## WHAT IS REQUIRED:
Drop the pictures and repeat the remaining data exactly.

## LISTED RECORDS:
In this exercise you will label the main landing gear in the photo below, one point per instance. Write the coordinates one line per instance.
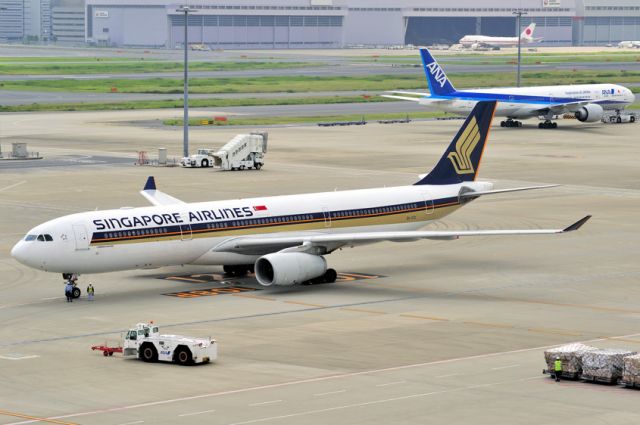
(548, 124)
(329, 276)
(510, 123)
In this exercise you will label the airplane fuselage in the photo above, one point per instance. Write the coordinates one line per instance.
(525, 102)
(156, 236)
(484, 40)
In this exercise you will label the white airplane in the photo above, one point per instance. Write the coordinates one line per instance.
(586, 101)
(284, 238)
(629, 44)
(477, 41)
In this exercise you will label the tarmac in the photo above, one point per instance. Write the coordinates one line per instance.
(425, 332)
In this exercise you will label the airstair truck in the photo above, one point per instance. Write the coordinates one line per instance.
(242, 152)
(145, 342)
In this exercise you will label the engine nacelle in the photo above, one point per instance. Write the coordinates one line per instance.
(289, 268)
(590, 113)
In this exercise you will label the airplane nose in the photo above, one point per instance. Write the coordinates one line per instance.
(18, 252)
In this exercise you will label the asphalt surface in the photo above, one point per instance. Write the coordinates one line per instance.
(450, 332)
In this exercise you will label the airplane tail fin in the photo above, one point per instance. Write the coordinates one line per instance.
(461, 160)
(527, 34)
(439, 84)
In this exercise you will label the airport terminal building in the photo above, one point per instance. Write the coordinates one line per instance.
(267, 24)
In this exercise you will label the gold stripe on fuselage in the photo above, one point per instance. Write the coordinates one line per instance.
(397, 217)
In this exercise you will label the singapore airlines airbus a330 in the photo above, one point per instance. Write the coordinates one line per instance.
(284, 238)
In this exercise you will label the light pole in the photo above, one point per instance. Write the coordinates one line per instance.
(519, 14)
(185, 137)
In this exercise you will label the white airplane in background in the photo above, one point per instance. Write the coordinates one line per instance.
(586, 101)
(629, 44)
(476, 41)
(283, 237)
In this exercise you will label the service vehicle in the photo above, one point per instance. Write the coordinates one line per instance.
(202, 158)
(620, 118)
(245, 151)
(145, 342)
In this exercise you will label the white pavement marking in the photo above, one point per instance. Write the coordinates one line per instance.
(391, 383)
(11, 186)
(387, 400)
(265, 402)
(18, 357)
(330, 392)
(505, 367)
(197, 413)
(309, 380)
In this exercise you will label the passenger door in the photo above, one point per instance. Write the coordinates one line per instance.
(81, 237)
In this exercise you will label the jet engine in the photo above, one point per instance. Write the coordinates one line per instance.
(289, 268)
(590, 113)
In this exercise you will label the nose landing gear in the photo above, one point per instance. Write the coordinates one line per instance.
(548, 124)
(73, 278)
(510, 123)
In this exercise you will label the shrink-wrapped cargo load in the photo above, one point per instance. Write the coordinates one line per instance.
(631, 371)
(604, 365)
(571, 357)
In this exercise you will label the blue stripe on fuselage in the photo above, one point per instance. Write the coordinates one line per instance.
(513, 98)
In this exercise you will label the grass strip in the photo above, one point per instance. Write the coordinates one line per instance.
(193, 103)
(138, 66)
(196, 121)
(300, 84)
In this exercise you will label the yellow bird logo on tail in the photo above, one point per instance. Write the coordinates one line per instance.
(461, 158)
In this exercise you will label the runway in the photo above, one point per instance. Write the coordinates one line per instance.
(450, 332)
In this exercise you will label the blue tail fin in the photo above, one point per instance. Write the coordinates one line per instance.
(461, 161)
(439, 84)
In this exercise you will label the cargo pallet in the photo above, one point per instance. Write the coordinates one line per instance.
(628, 384)
(565, 375)
(599, 380)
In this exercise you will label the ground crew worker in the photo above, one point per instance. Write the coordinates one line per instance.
(68, 291)
(557, 368)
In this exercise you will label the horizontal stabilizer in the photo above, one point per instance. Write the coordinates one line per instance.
(155, 196)
(391, 96)
(493, 192)
(578, 224)
(412, 93)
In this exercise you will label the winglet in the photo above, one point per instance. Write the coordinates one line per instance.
(150, 184)
(578, 224)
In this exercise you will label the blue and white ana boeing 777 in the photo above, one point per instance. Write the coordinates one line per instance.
(586, 101)
(284, 238)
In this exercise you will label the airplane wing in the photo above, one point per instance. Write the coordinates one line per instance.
(155, 196)
(562, 108)
(424, 98)
(324, 243)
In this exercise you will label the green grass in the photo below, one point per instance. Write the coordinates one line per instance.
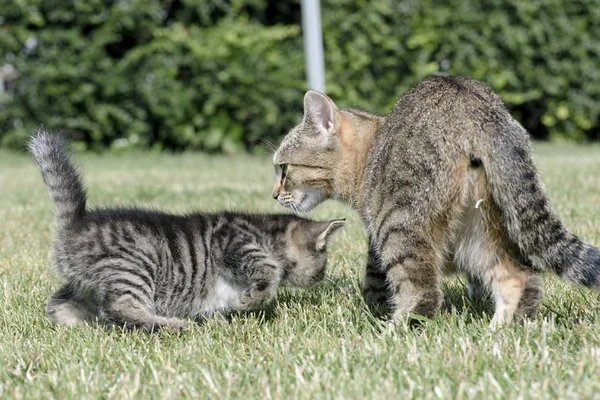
(317, 343)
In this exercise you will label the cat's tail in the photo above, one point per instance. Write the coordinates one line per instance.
(542, 239)
(60, 176)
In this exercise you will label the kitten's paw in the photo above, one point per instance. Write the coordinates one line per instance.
(251, 299)
(175, 324)
(376, 297)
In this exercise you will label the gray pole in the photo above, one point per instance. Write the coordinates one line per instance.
(313, 44)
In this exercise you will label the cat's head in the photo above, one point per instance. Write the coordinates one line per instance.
(306, 250)
(315, 157)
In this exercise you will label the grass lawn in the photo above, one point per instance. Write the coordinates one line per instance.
(317, 343)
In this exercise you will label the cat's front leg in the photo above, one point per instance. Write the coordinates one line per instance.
(375, 289)
(257, 296)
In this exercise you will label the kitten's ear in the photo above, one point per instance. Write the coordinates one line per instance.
(329, 228)
(320, 111)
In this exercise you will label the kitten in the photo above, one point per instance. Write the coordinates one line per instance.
(148, 269)
(447, 176)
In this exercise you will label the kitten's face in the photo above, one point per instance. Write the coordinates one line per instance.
(306, 159)
(306, 250)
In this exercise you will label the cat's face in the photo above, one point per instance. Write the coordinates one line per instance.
(306, 250)
(305, 163)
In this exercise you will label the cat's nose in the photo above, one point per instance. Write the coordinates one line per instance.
(275, 192)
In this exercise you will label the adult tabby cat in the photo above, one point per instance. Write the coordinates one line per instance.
(148, 269)
(446, 177)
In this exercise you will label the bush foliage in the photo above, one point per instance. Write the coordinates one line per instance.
(218, 75)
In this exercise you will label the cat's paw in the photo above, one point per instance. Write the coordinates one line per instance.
(176, 324)
(251, 299)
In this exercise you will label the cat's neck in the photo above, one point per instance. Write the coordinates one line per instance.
(357, 133)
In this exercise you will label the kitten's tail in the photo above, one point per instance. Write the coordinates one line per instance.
(60, 176)
(542, 239)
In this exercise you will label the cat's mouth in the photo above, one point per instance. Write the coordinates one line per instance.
(301, 201)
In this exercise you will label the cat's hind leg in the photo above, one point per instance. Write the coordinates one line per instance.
(65, 307)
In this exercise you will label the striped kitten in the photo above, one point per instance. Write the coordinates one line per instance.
(148, 269)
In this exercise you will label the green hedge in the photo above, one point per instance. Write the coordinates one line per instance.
(217, 75)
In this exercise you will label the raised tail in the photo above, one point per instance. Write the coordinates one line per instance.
(60, 176)
(541, 238)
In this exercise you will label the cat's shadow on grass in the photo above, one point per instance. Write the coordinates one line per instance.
(455, 301)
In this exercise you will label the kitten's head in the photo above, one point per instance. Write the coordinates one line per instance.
(305, 162)
(306, 250)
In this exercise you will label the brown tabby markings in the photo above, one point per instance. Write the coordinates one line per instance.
(446, 178)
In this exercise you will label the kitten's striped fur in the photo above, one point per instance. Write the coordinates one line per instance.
(446, 177)
(148, 269)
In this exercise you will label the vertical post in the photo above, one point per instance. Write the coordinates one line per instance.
(313, 44)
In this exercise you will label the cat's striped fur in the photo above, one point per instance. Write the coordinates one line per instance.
(446, 177)
(148, 269)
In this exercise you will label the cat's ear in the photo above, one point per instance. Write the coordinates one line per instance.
(327, 229)
(320, 111)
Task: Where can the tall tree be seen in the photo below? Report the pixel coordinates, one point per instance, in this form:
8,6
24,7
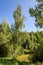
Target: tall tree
18,25
37,12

## RESULT BELOW:
In this exercise you will label the main landing gear in the photo below, one point per instance. Write the coordinates one line per instance.
(548, 124)
(329, 276)
(510, 123)
In this exercise you will label the airplane fuselage in the photo above, one point per instance. Write the coordinates one line per instance.
(525, 102)
(156, 236)
(484, 40)
In this exercise you will label the white airplane in the photo above, one point per instance. Write the coordinates one line per instance.
(586, 101)
(284, 238)
(629, 44)
(477, 41)
In this exercise you will label the tarmac in the photo above, one point per instance. Write the coordinates one line per instance.
(425, 332)
In this exercise you will label the airstair truck in the photo above, one point per instance. Write the coordinates one line per instance.
(242, 152)
(145, 342)
In this exercise you will label the engine nacelle in the photo above, one point per instance. Write the coordinates one line per instance.
(289, 268)
(590, 113)
In this exercise you will label the airplane nose in the photo above, one point per instance. Write the coordinates one line per instance.
(18, 252)
In this exercise you will label the asphalt surface in the photo above, one point per instance. Write the coordinates one line per instance.
(450, 332)
In this exercise you will label the airplane tail fin in the photo above, one point per instance. Write the coordinates one line per instance.
(461, 160)
(527, 34)
(439, 84)
In this exercise you will label the airport terminal building in the photo above, one point per instance. Write the coordinates one line per instance.
(267, 24)
In this exercise you will label the gold stripe on fuselage in the photo above, one point per instance. Write the coordinates one line per instance.
(397, 217)
In this exercise you will label the singapore airlines airbus a330 in the photo above, one point per instance. Write the coordinates one line per instance.
(284, 238)
In this exercise you will label the light pole in the photo above, one point per instance. Write the coordinates one line per instance.
(519, 14)
(185, 137)
In this exercise you will label the white airplane in background in the photo above, one point per instance. Write the coordinates one line per instance.
(586, 101)
(629, 44)
(476, 41)
(283, 237)
In this exercise you will label the service vehicle in the photo above, one point per instance. Write the coordinates one line per instance.
(202, 158)
(620, 118)
(245, 151)
(145, 342)
In this exercise you will label the white pavement marking in the photo above, one point per instance. Write the coordinates one line per instance.
(391, 383)
(11, 186)
(387, 400)
(265, 402)
(18, 357)
(330, 392)
(505, 367)
(197, 413)
(309, 380)
In this exercise you will label the passenger door in the photo above, one point per instance. Write the coordinates one line per instance.
(81, 237)
In this exercise you will label the jet engine in the photo above, one point per instance. Write the coordinates one line per instance.
(289, 268)
(590, 113)
In this exercise you will label the nose landing gear in the photo above, one point per instance. Write the coordinates one line per instance.
(548, 124)
(73, 278)
(510, 123)
In this exercise you will label the shrink-wrapped cargo load in the photo above, one point per instance. Write the coordinates one line per instance.
(631, 371)
(604, 365)
(571, 357)
In this exercise you will label the blue stripe on fuselage in the photo above, one point per instance. Write the coordinates one line per instance.
(513, 98)
In this exercise you will label the grass strip in the photo above, one point per instance. Write the coordinates one line per instance.
(193, 103)
(138, 66)
(196, 121)
(300, 84)
In this exercise you will label the yellow bird logo on tail in the photo above, one point per instance. Write the coordinates one line per instance.
(461, 158)
In this exercise you will label the runway in the photo above, one point per instance. Write the coordinates one line per instance.
(450, 332)
In this exercise you will label the blue tail fin in the photo above, one point per instance. Write the coordinates one line per instance.
(461, 161)
(439, 84)
In this exercise you will label the cargo pallet in the photo above, one point per instance. Write the coordinates one line per instance.
(628, 384)
(565, 375)
(599, 380)
In this exercise you will label the ground crew worker in the photo above, one point per instance. Write the coordinates one line per instance.
(68, 291)
(557, 368)
In this exercise you will label the horizontal stabilizer in the photo above, one point per instance. Write the coordinates one line per instance.
(155, 196)
(391, 96)
(493, 192)
(578, 224)
(412, 93)
In this exercise you will label the winglet in the photo above, one point per instance. Write the coordinates one line per instance.
(150, 184)
(578, 224)
In this exercise you will label the blue and white ana boeing 777 in the photo above, one point per instance. Write the coordinates one line per instance.
(586, 101)
(284, 238)
In this exercise you will label the airplane wing in the photo above, one point per instance. Write the coordinates one line per instance.
(155, 196)
(562, 108)
(424, 98)
(324, 243)
In this exercise you will label the green grass in the photo below, one point per instance. Write the coordinates one line per instance.
(317, 343)
In this exercise you will label the cat's tail in the photo above, one point per instance. Write the coordinates one line per instance.
(542, 239)
(60, 176)
In this exercise you will label the kitten's paw in the photo above, one point per instance. Write the coordinates one line per instance.
(251, 299)
(175, 324)
(376, 297)
In this exercise you will label the gray pole in the photo above, one point per instance. Write the coordinates one line per instance.
(313, 44)
In this exercise you will label the cat's head in the photo above, one point per instance. Write the coordinates one line per instance.
(306, 250)
(315, 157)
In this exercise you will label the grass lawn in the photo above, one point per instance. Write the coordinates one line per instance.
(317, 343)
In this exercise you will label the cat's front leg in the photo above, one point per instance. Write the coordinates one line per instance.
(375, 289)
(257, 296)
In this exercise you will label the kitten's ear in the photo above, one point per instance. Write the coordinates one line per instance.
(329, 228)
(320, 111)
In this exercise you will label the kitten in the photo above, one point per instance. Write the coordinates one line per instance.
(148, 269)
(447, 176)
In this exercise you will label the kitten's face in the photo above, one point per instance. Write the coordinates one line per instance.
(306, 159)
(306, 250)
In this exercise you will label the cat's face in the photo above, one point per instance. Write the coordinates one line per instance.
(306, 250)
(305, 163)
In this exercise you will label the cat's nose in the photo above, one point per instance. Write the coordinates one line per instance.
(275, 192)
In this exercise you will label the adult tabby cat in the photo above, one point per instance. Write the coordinates one line per instance.
(148, 269)
(446, 177)
In this exercise you will label the bush foliage in the photo above, one point per instance. Write the coordinates one line per instance.
(218, 75)
In this exercise you will label the cat's paw in the photo above, one point per instance. Write the coordinates one line per instance.
(176, 324)
(251, 299)
In this exercise you will label the cat's neck in the photo above, one point per instance. Write the coordinates one line per instance.
(357, 133)
In this exercise you will label the kitten's tail in the photo above, one point per instance. Write the coordinates one line per instance.
(60, 176)
(542, 239)
In this exercise you will label the cat's mouth in the photo above, one point per instance. Write the coordinates one line per instance.
(301, 201)
In this exercise you will label the cat's hind leg in the photo above, one point per instance. Write the coordinates one line per instance.
(65, 307)
In this exercise you will label the striped kitten in the photo above, one point per instance. Write the coordinates one line per instance.
(148, 269)
In this exercise you will label the green hedge in the photo above, one point per instance. Write the coordinates one line per instance.
(217, 75)
In this exercise you will label the raised tail in the photo above, one point per instance. Write the coordinates one line per instance.
(60, 176)
(541, 238)
In this exercise you will label the cat's shadow on grass in the photo above, one point per instance. Write the coordinates one line per instance.
(455, 301)
In this exercise you will label the kitten's head in the photo above, one point per instance. Write the coordinates one line per instance.
(305, 162)
(306, 250)
In this exercise you will label the brown tabby markings in the photo above, one point per instance. Write the coordinates one line per instance.
(446, 178)
In this exercise you will label the kitten's striped fur in the photo above, one point per instance. Write the coordinates one line per instance.
(446, 177)
(148, 269)
In this exercise you will label the vertical post in the photo above, one point per instance. Write the coordinates one line per instance.
(313, 44)
In this exercise you will label the cat's striped fur in the photo above, one point per instance. Write the coordinates one line per instance.
(446, 177)
(148, 269)
In this exercise you will label the cat's ear in the photo above, one point per instance. Write the coordinates one line per instance.
(327, 229)
(320, 111)
Task: Where can the tall tree be seen in the photo below? Report the pixel coordinates, one point per instance, in this form:
8,6
24,7
Target: tall tree
18,25
37,12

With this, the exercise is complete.